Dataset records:
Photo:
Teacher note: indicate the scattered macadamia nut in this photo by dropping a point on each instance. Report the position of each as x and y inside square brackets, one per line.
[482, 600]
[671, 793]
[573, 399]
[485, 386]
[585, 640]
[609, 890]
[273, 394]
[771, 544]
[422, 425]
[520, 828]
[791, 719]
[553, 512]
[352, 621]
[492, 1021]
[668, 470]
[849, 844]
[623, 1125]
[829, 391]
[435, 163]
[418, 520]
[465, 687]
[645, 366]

> INSTRUCTIONS FOR THE TASK:
Copy the lines above word for word, leaving nothing out.

> FULL ANSWER:
Photo:
Teacher note: indicate the scattered macadamia nut in this photo by dropping a point on each instance. Report the position of each as x and y inside square brackets, one per line.
[482, 600]
[671, 793]
[573, 399]
[485, 386]
[585, 640]
[609, 890]
[273, 394]
[771, 544]
[422, 425]
[520, 828]
[791, 719]
[553, 512]
[352, 621]
[492, 1021]
[668, 470]
[849, 844]
[623, 1125]
[829, 391]
[435, 163]
[418, 520]
[465, 687]
[645, 366]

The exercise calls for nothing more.